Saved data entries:
%%
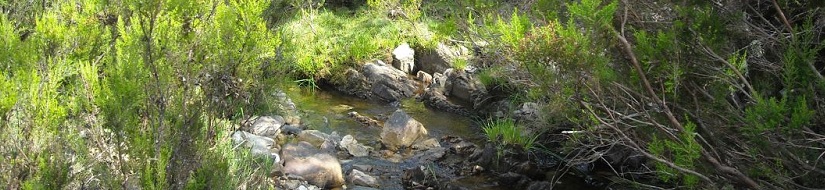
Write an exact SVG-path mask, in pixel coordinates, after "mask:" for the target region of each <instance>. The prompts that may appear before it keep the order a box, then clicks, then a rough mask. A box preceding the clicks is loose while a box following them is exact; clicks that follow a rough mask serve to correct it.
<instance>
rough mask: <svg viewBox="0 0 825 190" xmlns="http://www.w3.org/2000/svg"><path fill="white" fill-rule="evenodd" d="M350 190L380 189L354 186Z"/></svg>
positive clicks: (371, 187) (366, 189)
mask: <svg viewBox="0 0 825 190" xmlns="http://www.w3.org/2000/svg"><path fill="white" fill-rule="evenodd" d="M350 190H378V189H376V188H372V187H363V186H357V185H356V186H353V187H352V188H350Z"/></svg>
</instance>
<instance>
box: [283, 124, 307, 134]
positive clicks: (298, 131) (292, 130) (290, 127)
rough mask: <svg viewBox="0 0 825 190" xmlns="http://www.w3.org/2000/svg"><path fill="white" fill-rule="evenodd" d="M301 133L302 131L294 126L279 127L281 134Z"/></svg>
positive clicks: (284, 126)
mask: <svg viewBox="0 0 825 190" xmlns="http://www.w3.org/2000/svg"><path fill="white" fill-rule="evenodd" d="M302 131H303V129H301V128H300V127H297V126H295V125H284V126H282V127H281V133H283V134H286V135H298V134H301V132H302Z"/></svg>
%%
Convert the material above, from the line with "</instance>" up to and including its final line, into a JSON list of strings with one string per line and blank lines omitted.

- **Response to the task**:
[
  "</instance>",
  "<instance>",
  "box: [283, 124, 307, 134]",
  "positive clicks: (298, 131) (292, 130) (290, 127)",
  "rough mask: <svg viewBox=\"0 0 825 190\" xmlns=\"http://www.w3.org/2000/svg\"><path fill=\"white\" fill-rule=\"evenodd\" d=\"M301 133L302 131L294 126L279 127L281 134Z\"/></svg>",
  "positive clicks: (284, 126)",
  "mask: <svg viewBox=\"0 0 825 190\" xmlns=\"http://www.w3.org/2000/svg\"><path fill=\"white\" fill-rule=\"evenodd\" d=\"M302 131H303V129H301V128H300V127H297V126H295V125H284V126H282V127H281V133H283V134H286V135H298V134H301V132H302Z\"/></svg>"
]